■ Task directions ■
Without including any pictures, retype exactly the lines from the top of the records through the line containing "Target: black leggings", that final line included.

[[ Input material open ]]

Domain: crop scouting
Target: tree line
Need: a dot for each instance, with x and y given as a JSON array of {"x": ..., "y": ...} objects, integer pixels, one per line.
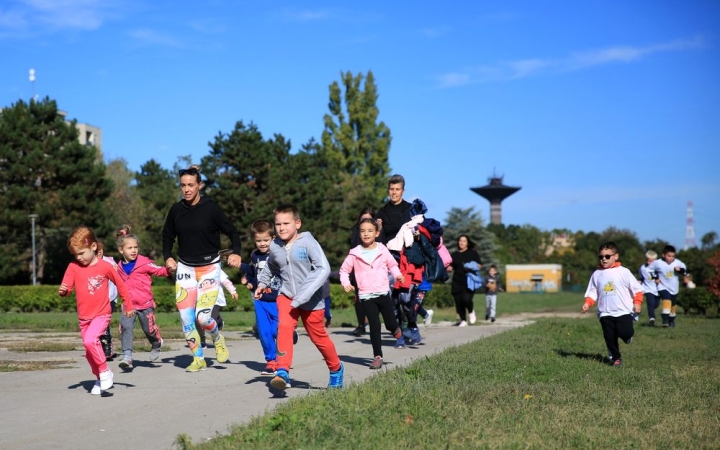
[{"x": 44, "y": 170}]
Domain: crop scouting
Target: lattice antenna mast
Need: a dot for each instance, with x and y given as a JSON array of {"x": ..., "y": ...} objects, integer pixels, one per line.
[{"x": 690, "y": 228}]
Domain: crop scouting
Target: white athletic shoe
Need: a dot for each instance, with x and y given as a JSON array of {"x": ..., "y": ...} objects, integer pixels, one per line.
[
  {"x": 428, "y": 319},
  {"x": 106, "y": 380}
]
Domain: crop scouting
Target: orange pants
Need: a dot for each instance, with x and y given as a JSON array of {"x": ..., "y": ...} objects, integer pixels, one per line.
[{"x": 313, "y": 321}]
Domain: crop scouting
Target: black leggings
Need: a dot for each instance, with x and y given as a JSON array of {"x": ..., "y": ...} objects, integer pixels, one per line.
[
  {"x": 614, "y": 328},
  {"x": 373, "y": 308},
  {"x": 463, "y": 301}
]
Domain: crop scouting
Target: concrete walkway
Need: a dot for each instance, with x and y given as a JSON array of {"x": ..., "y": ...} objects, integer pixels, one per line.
[{"x": 150, "y": 406}]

[[ Input material closed ]]

■ Exercise result ■
Domain: crop scouting
Target: tree line
Need: a dot for each instance, with x and y given as a JSON array of {"x": ..., "y": ...} objects, integer pixels, one per line.
[{"x": 44, "y": 170}]
Domain: crop scouting
Target: lattice antenna mast
Need: a dot for each instance, with x and y given as a JSON array of {"x": ..., "y": ...} objects, integer pixels, one per line.
[{"x": 690, "y": 228}]
Domain: crop scouting
Target: white athletic shoe
Need: a dot for each instance, with x and y given as a JSON array of {"x": ..., "y": ...} objects, integer pixels, one per line.
[
  {"x": 428, "y": 319},
  {"x": 106, "y": 380}
]
Domain: crop scouting
Target: orange pants
Need: a dot for each instance, with x and y given as a JSON array of {"x": ..., "y": ...} objects, integer pixels, one per line.
[{"x": 313, "y": 321}]
Domain: crop scouting
Target: black leggings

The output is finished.